* Questions to answer
1/ Translate this sentence from the book review into Spanish: "Psychopathology can have a variety of etiologies."
2/ Resume the book review after its final sentence and carry its argument forward.

* Selected extract
--------------------------------

There is much to commend in Healing the Healer: The Addicted Physician. The authors have extensive experience in managing recovery programs for addicted physicians. However, it is necessary to alert readers to the dismissive attitude toward the psychiatric profession and the odd, virtually phobic handling of the concept of psychopathology found in these pages.
The authors condemn the psychiatric literature for treating substance dependence "as a symptom of an underlying psychopathology," although this view is no longer held. To develop this idea demonstrates confusion between etiology and phenomenology. Psychopathology can have a variety of etiologies. In a section addressing "addictive personality," the authors assert that "these personalities are not an indication of some underlying psychopathology, but are part of the process of the disease of chemical dependency. These personalities are variable and tend toward problems with anxiety, impulsiveness, and poor self-esteem." Anxiety is defined as "heightened sensitivity to the addict's environment." In a section on risk factors, "stress diathesis" and "narcissism and other character deficits" are cited as part of the addictive process.
A detailed rebuttal is beyond the scope of this review. Assuming that all the psychological phenomena mentioned have as their etiology the addictive process, as the authors posit, phenomenonologically they are still psychopathology. Ignoring the management of the addictive disorder while pursuing a psychotherapeutic or psychopharmacologic approach, or both, has led to poor outcomes. Managing the addictive disorder and ignoring psychotherapeutic or psychopharmacological approaches is no wiser a course.

--------------------------------

* Exercise data
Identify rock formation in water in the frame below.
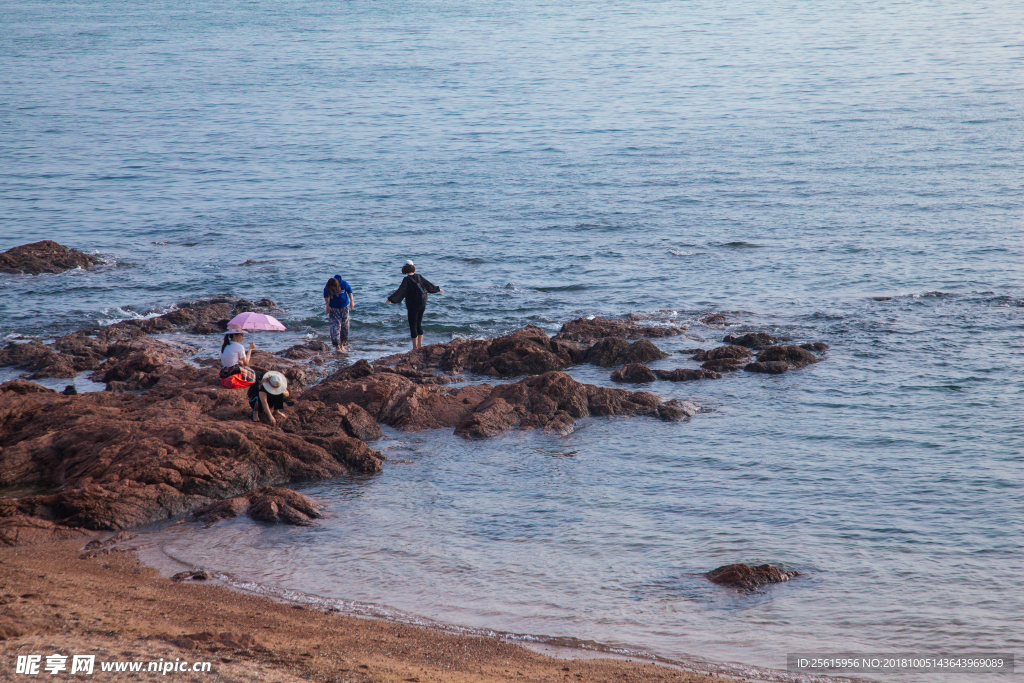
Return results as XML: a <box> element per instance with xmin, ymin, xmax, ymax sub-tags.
<box><xmin>0</xmin><ymin>309</ymin><xmax>827</xmax><ymax>544</ymax></box>
<box><xmin>0</xmin><ymin>367</ymin><xmax>383</xmax><ymax>533</ymax></box>
<box><xmin>722</xmin><ymin>332</ymin><xmax>790</xmax><ymax>349</ymax></box>
<box><xmin>0</xmin><ymin>240</ymin><xmax>99</xmax><ymax>275</ymax></box>
<box><xmin>554</xmin><ymin>314</ymin><xmax>686</xmax><ymax>344</ymax></box>
<box><xmin>611</xmin><ymin>362</ymin><xmax>657</xmax><ymax>384</ymax></box>
<box><xmin>743</xmin><ymin>342</ymin><xmax>827</xmax><ymax>375</ymax></box>
<box><xmin>705</xmin><ymin>564</ymin><xmax>800</xmax><ymax>591</ymax></box>
<box><xmin>193</xmin><ymin>486</ymin><xmax>323</xmax><ymax>526</ymax></box>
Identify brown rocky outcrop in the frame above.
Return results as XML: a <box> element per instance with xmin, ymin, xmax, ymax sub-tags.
<box><xmin>654</xmin><ymin>368</ymin><xmax>722</xmax><ymax>382</ymax></box>
<box><xmin>0</xmin><ymin>297</ymin><xmax>278</xmax><ymax>382</ymax></box>
<box><xmin>743</xmin><ymin>345</ymin><xmax>821</xmax><ymax>375</ymax></box>
<box><xmin>722</xmin><ymin>332</ymin><xmax>790</xmax><ymax>349</ymax></box>
<box><xmin>611</xmin><ymin>362</ymin><xmax>657</xmax><ymax>384</ymax></box>
<box><xmin>455</xmin><ymin>372</ymin><xmax>662</xmax><ymax>438</ymax></box>
<box><xmin>0</xmin><ymin>340</ymin><xmax>77</xmax><ymax>380</ymax></box>
<box><xmin>193</xmin><ymin>486</ymin><xmax>323</xmax><ymax>526</ymax></box>
<box><xmin>585</xmin><ymin>337</ymin><xmax>669</xmax><ymax>368</ymax></box>
<box><xmin>0</xmin><ymin>240</ymin><xmax>99</xmax><ymax>275</ymax></box>
<box><xmin>296</xmin><ymin>364</ymin><xmax>492</xmax><ymax>431</ymax></box>
<box><xmin>705</xmin><ymin>564</ymin><xmax>800</xmax><ymax>591</ymax></box>
<box><xmin>554</xmin><ymin>314</ymin><xmax>686</xmax><ymax>344</ymax></box>
<box><xmin>274</xmin><ymin>339</ymin><xmax>331</xmax><ymax>362</ymax></box>
<box><xmin>0</xmin><ymin>378</ymin><xmax>383</xmax><ymax>529</ymax></box>
<box><xmin>657</xmin><ymin>398</ymin><xmax>700</xmax><ymax>422</ymax></box>
<box><xmin>373</xmin><ymin>325</ymin><xmax>586</xmax><ymax>383</ymax></box>
<box><xmin>693</xmin><ymin>344</ymin><xmax>754</xmax><ymax>373</ymax></box>
<box><xmin>284</xmin><ymin>399</ymin><xmax>384</xmax><ymax>441</ymax></box>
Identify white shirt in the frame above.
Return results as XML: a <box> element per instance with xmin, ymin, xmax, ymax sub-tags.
<box><xmin>220</xmin><ymin>342</ymin><xmax>246</xmax><ymax>368</ymax></box>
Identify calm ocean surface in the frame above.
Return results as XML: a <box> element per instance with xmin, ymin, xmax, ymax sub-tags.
<box><xmin>0</xmin><ymin>0</ymin><xmax>1024</xmax><ymax>682</ymax></box>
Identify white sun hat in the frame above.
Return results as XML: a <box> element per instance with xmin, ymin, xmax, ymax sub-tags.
<box><xmin>260</xmin><ymin>370</ymin><xmax>288</xmax><ymax>396</ymax></box>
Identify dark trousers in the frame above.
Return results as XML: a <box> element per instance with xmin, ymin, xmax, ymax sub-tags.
<box><xmin>406</xmin><ymin>307</ymin><xmax>426</xmax><ymax>339</ymax></box>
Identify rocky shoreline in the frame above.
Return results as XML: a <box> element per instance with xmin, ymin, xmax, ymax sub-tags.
<box><xmin>0</xmin><ymin>278</ymin><xmax>827</xmax><ymax>588</ymax></box>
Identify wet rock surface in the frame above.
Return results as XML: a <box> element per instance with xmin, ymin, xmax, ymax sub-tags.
<box><xmin>297</xmin><ymin>364</ymin><xmax>493</xmax><ymax>431</ymax></box>
<box><xmin>455</xmin><ymin>372</ymin><xmax>662</xmax><ymax>438</ymax></box>
<box><xmin>554</xmin><ymin>314</ymin><xmax>686</xmax><ymax>344</ymax></box>
<box><xmin>0</xmin><ymin>309</ymin><xmax>827</xmax><ymax>544</ymax></box>
<box><xmin>705</xmin><ymin>563</ymin><xmax>800</xmax><ymax>591</ymax></box>
<box><xmin>654</xmin><ymin>368</ymin><xmax>722</xmax><ymax>382</ymax></box>
<box><xmin>193</xmin><ymin>486</ymin><xmax>323</xmax><ymax>528</ymax></box>
<box><xmin>0</xmin><ymin>297</ymin><xmax>276</xmax><ymax>382</ymax></box>
<box><xmin>611</xmin><ymin>362</ymin><xmax>657</xmax><ymax>384</ymax></box>
<box><xmin>585</xmin><ymin>337</ymin><xmax>669</xmax><ymax>368</ymax></box>
<box><xmin>0</xmin><ymin>368</ymin><xmax>383</xmax><ymax>529</ymax></box>
<box><xmin>722</xmin><ymin>332</ymin><xmax>790</xmax><ymax>349</ymax></box>
<box><xmin>0</xmin><ymin>240</ymin><xmax>99</xmax><ymax>275</ymax></box>
<box><xmin>743</xmin><ymin>342</ymin><xmax>828</xmax><ymax>375</ymax></box>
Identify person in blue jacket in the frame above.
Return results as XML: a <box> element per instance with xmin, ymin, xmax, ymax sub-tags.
<box><xmin>324</xmin><ymin>275</ymin><xmax>355</xmax><ymax>353</ymax></box>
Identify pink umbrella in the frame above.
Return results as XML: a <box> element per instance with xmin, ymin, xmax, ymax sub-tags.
<box><xmin>228</xmin><ymin>313</ymin><xmax>287</xmax><ymax>332</ymax></box>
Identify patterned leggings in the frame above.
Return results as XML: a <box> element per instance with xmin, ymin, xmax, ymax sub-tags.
<box><xmin>330</xmin><ymin>308</ymin><xmax>348</xmax><ymax>346</ymax></box>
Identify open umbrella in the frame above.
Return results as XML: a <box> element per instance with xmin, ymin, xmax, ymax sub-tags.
<box><xmin>228</xmin><ymin>313</ymin><xmax>287</xmax><ymax>332</ymax></box>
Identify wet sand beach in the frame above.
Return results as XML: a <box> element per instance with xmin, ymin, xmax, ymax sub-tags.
<box><xmin>0</xmin><ymin>540</ymin><xmax>735</xmax><ymax>683</ymax></box>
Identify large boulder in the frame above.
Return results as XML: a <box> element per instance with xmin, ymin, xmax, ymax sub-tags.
<box><xmin>693</xmin><ymin>344</ymin><xmax>754</xmax><ymax>373</ymax></box>
<box><xmin>297</xmin><ymin>372</ymin><xmax>492</xmax><ymax>431</ymax></box>
<box><xmin>554</xmin><ymin>313</ymin><xmax>686</xmax><ymax>344</ymax></box>
<box><xmin>743</xmin><ymin>345</ymin><xmax>821</xmax><ymax>375</ymax></box>
<box><xmin>0</xmin><ymin>240</ymin><xmax>99</xmax><ymax>275</ymax></box>
<box><xmin>722</xmin><ymin>332</ymin><xmax>790</xmax><ymax>349</ymax></box>
<box><xmin>586</xmin><ymin>337</ymin><xmax>669</xmax><ymax>368</ymax></box>
<box><xmin>193</xmin><ymin>486</ymin><xmax>323</xmax><ymax>526</ymax></box>
<box><xmin>654</xmin><ymin>368</ymin><xmax>722</xmax><ymax>382</ymax></box>
<box><xmin>0</xmin><ymin>378</ymin><xmax>383</xmax><ymax>529</ymax></box>
<box><xmin>705</xmin><ymin>563</ymin><xmax>800</xmax><ymax>591</ymax></box>
<box><xmin>611</xmin><ymin>362</ymin><xmax>657</xmax><ymax>384</ymax></box>
<box><xmin>455</xmin><ymin>372</ymin><xmax>662</xmax><ymax>438</ymax></box>
<box><xmin>554</xmin><ymin>313</ymin><xmax>686</xmax><ymax>344</ymax></box>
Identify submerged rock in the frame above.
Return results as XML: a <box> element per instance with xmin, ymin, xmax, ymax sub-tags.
<box><xmin>693</xmin><ymin>344</ymin><xmax>754</xmax><ymax>373</ymax></box>
<box><xmin>722</xmin><ymin>332</ymin><xmax>790</xmax><ymax>349</ymax></box>
<box><xmin>611</xmin><ymin>362</ymin><xmax>657</xmax><ymax>384</ymax></box>
<box><xmin>743</xmin><ymin>342</ymin><xmax>827</xmax><ymax>375</ymax></box>
<box><xmin>455</xmin><ymin>372</ymin><xmax>662</xmax><ymax>438</ymax></box>
<box><xmin>554</xmin><ymin>315</ymin><xmax>686</xmax><ymax>344</ymax></box>
<box><xmin>654</xmin><ymin>368</ymin><xmax>722</xmax><ymax>382</ymax></box>
<box><xmin>586</xmin><ymin>337</ymin><xmax>669</xmax><ymax>368</ymax></box>
<box><xmin>705</xmin><ymin>564</ymin><xmax>800</xmax><ymax>591</ymax></box>
<box><xmin>0</xmin><ymin>240</ymin><xmax>99</xmax><ymax>275</ymax></box>
<box><xmin>657</xmin><ymin>398</ymin><xmax>700</xmax><ymax>422</ymax></box>
<box><xmin>193</xmin><ymin>486</ymin><xmax>323</xmax><ymax>528</ymax></box>
<box><xmin>0</xmin><ymin>378</ymin><xmax>383</xmax><ymax>529</ymax></box>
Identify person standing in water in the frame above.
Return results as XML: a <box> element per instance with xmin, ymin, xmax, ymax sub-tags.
<box><xmin>384</xmin><ymin>261</ymin><xmax>444</xmax><ymax>350</ymax></box>
<box><xmin>324</xmin><ymin>275</ymin><xmax>355</xmax><ymax>353</ymax></box>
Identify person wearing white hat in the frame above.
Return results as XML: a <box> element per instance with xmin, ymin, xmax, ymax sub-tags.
<box><xmin>220</xmin><ymin>324</ymin><xmax>256</xmax><ymax>389</ymax></box>
<box><xmin>384</xmin><ymin>260</ymin><xmax>444</xmax><ymax>350</ymax></box>
<box><xmin>249</xmin><ymin>370</ymin><xmax>289</xmax><ymax>427</ymax></box>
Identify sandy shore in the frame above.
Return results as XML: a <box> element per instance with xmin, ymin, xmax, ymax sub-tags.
<box><xmin>0</xmin><ymin>541</ymin><xmax>734</xmax><ymax>683</ymax></box>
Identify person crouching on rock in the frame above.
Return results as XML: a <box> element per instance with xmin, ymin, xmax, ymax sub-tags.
<box><xmin>384</xmin><ymin>261</ymin><xmax>444</xmax><ymax>350</ymax></box>
<box><xmin>220</xmin><ymin>325</ymin><xmax>256</xmax><ymax>389</ymax></box>
<box><xmin>324</xmin><ymin>275</ymin><xmax>355</xmax><ymax>353</ymax></box>
<box><xmin>249</xmin><ymin>370</ymin><xmax>289</xmax><ymax>427</ymax></box>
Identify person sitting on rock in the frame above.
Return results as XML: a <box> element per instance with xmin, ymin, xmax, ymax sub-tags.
<box><xmin>249</xmin><ymin>370</ymin><xmax>289</xmax><ymax>427</ymax></box>
<box><xmin>384</xmin><ymin>261</ymin><xmax>444</xmax><ymax>350</ymax></box>
<box><xmin>220</xmin><ymin>325</ymin><xmax>256</xmax><ymax>389</ymax></box>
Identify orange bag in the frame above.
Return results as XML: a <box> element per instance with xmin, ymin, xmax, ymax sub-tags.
<box><xmin>220</xmin><ymin>374</ymin><xmax>253</xmax><ymax>389</ymax></box>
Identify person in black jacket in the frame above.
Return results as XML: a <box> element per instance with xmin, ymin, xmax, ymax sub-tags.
<box><xmin>384</xmin><ymin>261</ymin><xmax>444</xmax><ymax>350</ymax></box>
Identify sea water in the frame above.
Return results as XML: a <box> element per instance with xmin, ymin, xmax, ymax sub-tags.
<box><xmin>0</xmin><ymin>0</ymin><xmax>1024</xmax><ymax>681</ymax></box>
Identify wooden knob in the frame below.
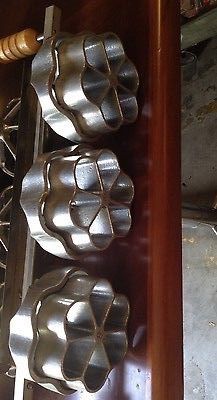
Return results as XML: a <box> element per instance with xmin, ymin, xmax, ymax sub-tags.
<box><xmin>0</xmin><ymin>28</ymin><xmax>40</xmax><ymax>64</ymax></box>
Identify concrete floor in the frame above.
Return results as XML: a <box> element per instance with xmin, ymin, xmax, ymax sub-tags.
<box><xmin>183</xmin><ymin>38</ymin><xmax>217</xmax><ymax>400</ymax></box>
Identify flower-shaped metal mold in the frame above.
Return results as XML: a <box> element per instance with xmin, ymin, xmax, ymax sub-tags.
<box><xmin>10</xmin><ymin>268</ymin><xmax>129</xmax><ymax>394</ymax></box>
<box><xmin>21</xmin><ymin>145</ymin><xmax>134</xmax><ymax>259</ymax></box>
<box><xmin>31</xmin><ymin>33</ymin><xmax>139</xmax><ymax>142</ymax></box>
<box><xmin>0</xmin><ymin>186</ymin><xmax>13</xmax><ymax>269</ymax></box>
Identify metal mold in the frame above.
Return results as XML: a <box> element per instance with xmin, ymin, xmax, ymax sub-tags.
<box><xmin>10</xmin><ymin>268</ymin><xmax>129</xmax><ymax>394</ymax></box>
<box><xmin>31</xmin><ymin>33</ymin><xmax>139</xmax><ymax>142</ymax></box>
<box><xmin>0</xmin><ymin>98</ymin><xmax>20</xmax><ymax>177</ymax></box>
<box><xmin>21</xmin><ymin>145</ymin><xmax>134</xmax><ymax>259</ymax></box>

--------------------------------

* Responses per task
1/ La psicopatología puede tener diversas etiologías.

2/
Understandably, the authors believe that psychiatrists have sometimes failed to help addicted people, as this population has not always been served well by physicians in general, not just by psychiatrists. However, when addiction psychiatry, especially in the context of assessing and treating dual diagnosis patients, is not mentioned, the omission is jarring. The claim that the American Society of Addiction Medicine (ASAM) is an "arm" of the American Medical Association (AMA) leads the reader to conclude that ASAM developed from within AMA and functions as its agent, which is misleading. ASAM developed independently and became associated with AMA.
In the remainder of the book, the authors present a comprehensive approach to the identification and management of the addicted physician. Topics covered include interventions to move the resistant physician-addict into treatment, the reasons for relapse and ways to avoid it, and the difficulties of the medical marriage and recovery from chemical dependency, as well as the particular problems faced by women physicians.
Healing the Healer will be useful to both experienced and inexperienced clinicians working with addicted physicians. However, in the areas of emotional conflict and dual diagnosis, the reader must look elsewhere.